== GIVEN RECORDS

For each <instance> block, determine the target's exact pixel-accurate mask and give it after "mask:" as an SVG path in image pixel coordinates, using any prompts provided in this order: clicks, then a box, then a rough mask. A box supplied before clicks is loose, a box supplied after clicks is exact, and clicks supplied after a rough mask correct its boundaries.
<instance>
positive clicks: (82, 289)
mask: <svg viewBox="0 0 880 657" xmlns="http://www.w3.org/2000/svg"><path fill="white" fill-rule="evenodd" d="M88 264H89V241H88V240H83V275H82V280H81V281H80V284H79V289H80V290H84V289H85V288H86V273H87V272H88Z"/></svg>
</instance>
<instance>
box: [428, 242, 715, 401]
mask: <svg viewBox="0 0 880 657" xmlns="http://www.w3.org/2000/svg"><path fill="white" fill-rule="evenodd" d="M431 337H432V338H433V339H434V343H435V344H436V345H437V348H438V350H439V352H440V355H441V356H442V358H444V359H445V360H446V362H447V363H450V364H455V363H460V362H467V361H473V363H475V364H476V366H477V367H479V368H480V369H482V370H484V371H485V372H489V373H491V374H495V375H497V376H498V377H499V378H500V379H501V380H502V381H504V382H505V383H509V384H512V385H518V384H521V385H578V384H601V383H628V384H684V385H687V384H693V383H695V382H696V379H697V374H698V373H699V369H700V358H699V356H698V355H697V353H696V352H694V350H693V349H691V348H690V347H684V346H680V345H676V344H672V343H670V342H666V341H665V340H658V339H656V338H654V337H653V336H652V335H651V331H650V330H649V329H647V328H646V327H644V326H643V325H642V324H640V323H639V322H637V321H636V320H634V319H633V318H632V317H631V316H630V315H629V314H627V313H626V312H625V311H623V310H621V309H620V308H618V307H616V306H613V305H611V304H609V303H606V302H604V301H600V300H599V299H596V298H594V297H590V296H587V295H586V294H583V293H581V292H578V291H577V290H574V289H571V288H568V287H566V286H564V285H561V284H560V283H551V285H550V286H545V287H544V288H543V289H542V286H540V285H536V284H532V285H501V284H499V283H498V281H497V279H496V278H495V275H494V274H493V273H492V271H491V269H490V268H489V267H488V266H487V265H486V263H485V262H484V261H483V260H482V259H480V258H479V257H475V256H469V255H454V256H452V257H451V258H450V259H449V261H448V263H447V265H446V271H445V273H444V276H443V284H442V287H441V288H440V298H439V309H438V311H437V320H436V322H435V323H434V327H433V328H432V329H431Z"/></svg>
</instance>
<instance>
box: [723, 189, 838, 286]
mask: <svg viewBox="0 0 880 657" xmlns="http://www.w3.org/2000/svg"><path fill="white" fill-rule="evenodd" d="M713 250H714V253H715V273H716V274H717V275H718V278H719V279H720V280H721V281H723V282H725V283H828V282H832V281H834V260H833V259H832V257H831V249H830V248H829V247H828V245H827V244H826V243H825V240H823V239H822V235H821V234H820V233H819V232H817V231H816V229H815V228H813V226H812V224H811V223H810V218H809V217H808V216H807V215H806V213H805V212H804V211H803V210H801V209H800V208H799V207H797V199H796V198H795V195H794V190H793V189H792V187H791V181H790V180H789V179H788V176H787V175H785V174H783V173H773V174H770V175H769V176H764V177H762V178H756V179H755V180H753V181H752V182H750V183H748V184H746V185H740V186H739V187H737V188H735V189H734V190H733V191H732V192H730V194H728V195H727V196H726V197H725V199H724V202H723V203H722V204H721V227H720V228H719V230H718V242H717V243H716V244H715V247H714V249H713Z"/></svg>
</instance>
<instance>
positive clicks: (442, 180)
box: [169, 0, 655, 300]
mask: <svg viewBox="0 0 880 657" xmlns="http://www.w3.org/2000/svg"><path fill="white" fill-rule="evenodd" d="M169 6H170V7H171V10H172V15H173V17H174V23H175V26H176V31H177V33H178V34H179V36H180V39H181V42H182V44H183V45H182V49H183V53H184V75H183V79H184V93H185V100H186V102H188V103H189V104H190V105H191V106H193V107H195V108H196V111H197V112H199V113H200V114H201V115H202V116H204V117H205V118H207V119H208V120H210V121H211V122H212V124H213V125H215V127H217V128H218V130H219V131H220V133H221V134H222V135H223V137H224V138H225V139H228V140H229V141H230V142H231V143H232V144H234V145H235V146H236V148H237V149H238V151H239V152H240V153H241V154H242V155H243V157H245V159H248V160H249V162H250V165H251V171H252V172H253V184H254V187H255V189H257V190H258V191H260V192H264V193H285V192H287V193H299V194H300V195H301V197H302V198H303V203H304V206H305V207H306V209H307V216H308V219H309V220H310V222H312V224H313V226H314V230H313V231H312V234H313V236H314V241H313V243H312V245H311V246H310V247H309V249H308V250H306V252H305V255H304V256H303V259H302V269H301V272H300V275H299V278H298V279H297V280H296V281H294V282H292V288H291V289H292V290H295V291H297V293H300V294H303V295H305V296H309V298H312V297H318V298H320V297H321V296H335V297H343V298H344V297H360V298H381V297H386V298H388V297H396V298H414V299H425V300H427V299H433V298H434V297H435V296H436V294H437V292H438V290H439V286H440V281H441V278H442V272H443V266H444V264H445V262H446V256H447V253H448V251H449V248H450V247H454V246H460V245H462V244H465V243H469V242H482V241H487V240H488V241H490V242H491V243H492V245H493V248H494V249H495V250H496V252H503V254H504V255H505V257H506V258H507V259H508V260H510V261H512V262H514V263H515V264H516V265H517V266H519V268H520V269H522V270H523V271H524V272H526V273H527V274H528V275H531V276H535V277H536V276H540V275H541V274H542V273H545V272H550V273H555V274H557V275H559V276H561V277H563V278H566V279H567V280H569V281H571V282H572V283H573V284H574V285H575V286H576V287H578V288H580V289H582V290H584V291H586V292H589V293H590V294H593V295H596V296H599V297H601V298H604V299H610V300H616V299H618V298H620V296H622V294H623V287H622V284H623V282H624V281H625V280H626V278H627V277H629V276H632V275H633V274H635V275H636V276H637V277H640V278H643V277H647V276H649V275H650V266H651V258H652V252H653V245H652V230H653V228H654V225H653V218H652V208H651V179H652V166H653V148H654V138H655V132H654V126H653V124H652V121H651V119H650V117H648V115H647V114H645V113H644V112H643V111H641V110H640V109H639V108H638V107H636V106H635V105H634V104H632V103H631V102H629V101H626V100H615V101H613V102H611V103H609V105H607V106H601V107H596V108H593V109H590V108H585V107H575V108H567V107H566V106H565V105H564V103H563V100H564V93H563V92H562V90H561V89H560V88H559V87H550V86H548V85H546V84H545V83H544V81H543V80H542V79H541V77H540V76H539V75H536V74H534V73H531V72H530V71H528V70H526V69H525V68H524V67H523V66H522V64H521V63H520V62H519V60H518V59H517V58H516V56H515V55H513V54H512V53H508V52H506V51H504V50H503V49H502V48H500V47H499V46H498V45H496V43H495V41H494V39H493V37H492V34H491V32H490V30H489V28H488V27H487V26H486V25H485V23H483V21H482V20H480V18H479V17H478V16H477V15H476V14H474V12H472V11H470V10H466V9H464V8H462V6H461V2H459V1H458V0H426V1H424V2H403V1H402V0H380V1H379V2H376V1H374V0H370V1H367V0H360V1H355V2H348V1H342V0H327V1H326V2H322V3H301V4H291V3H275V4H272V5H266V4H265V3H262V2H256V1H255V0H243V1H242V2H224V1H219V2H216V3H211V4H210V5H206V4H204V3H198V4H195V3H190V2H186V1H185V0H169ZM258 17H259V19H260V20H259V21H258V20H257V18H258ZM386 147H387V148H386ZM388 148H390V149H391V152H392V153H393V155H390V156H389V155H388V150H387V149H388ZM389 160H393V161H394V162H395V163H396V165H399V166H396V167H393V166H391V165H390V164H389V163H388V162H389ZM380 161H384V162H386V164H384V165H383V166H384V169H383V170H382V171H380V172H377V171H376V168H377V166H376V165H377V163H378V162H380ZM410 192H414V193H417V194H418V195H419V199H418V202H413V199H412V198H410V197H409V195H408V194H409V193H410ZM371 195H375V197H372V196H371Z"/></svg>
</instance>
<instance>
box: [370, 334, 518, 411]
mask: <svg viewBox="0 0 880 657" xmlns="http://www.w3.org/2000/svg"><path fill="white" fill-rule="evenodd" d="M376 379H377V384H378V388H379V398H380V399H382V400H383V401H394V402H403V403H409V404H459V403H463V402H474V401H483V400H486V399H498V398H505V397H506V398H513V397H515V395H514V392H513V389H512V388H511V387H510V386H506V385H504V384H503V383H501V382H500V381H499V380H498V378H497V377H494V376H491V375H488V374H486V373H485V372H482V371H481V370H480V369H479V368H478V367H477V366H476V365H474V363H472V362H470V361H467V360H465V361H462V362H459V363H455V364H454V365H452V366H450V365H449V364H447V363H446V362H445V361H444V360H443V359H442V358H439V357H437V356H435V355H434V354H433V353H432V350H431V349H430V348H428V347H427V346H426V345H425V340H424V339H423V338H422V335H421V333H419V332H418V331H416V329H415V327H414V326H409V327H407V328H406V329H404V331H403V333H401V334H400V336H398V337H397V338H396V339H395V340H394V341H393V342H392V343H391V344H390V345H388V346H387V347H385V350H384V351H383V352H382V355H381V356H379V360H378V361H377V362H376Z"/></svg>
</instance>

====

List every line from the entries above in which "clicks" appears.

For each <instance> block, determine the target's exact pixel-accurate mask and give it after "mask:" as an SVG path in image pixel coordinates, using any prompts provided in this order: clicks, then a box, then a rough mask. A box supplied before clicks is loose, a box supplied after clicks is exact, and clicks supplied after a rough mask correct its boundaries.
positive clicks: (82, 289)
positive clicks: (442, 180)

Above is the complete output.